▶ _OBJECTIVE A_
Lay out the named object pointing entries below as a two-column CSV with the columns "entry" and "points", giving one row per entry that holds its text and its answer. Place each value in a single quoted field and replace any line breaks with spaces.

start TEXT EXTRACT

This page lists the small number of public companies that have either eclipsed or are approaching $1 trillion in total market capitalization. These are the largest and highest-valued public companies in the stock market. They are sometimes referred to as mega cap stocks. Learn More.
Market capitalization (or market cap) is a common metric that investors can use to define the size of a company. The formula for calculating market capitalization is to multiply a company’s number of outstanding shares by its share price.
However, as noted above, market cap only directly measures the size of a company. The value of a company includes many other factors, some of which are intangible and can mean something very different to individual investors. This is an important distinction. Because while a company may have significant value in the stock market, that doesn’t necessarily mean it should be in your portfolio.
In this article, we’ll look at what market capitalization is and how it’s calculated. The article will also list the companies that have a trillion-dollar market cap (as of August 2022) and offer some of the benefits and one potential risk of owning these stocks.
What is Market Capitalization?

end TEXT EXTRACT
start DATA LISTING

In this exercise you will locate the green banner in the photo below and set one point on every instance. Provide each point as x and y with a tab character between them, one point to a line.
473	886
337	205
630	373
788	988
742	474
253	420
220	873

end DATA LISTING

▶ _OBJECTIVE B_
According to the text on market capitalization, how is a company's market capitalization calculated?

▶ _RESPONSE A_
entry,points
"In this exercise you will locate the green banner in the photo below and set one point on every instance. Provide each point as x and y with a tab character between them, one point to a line.","473	886 337	205 630	373 788	988 742	474 253	420 220	873"

▶ _RESPONSE B_
By multiplying the company's number of outstanding shares by its share price.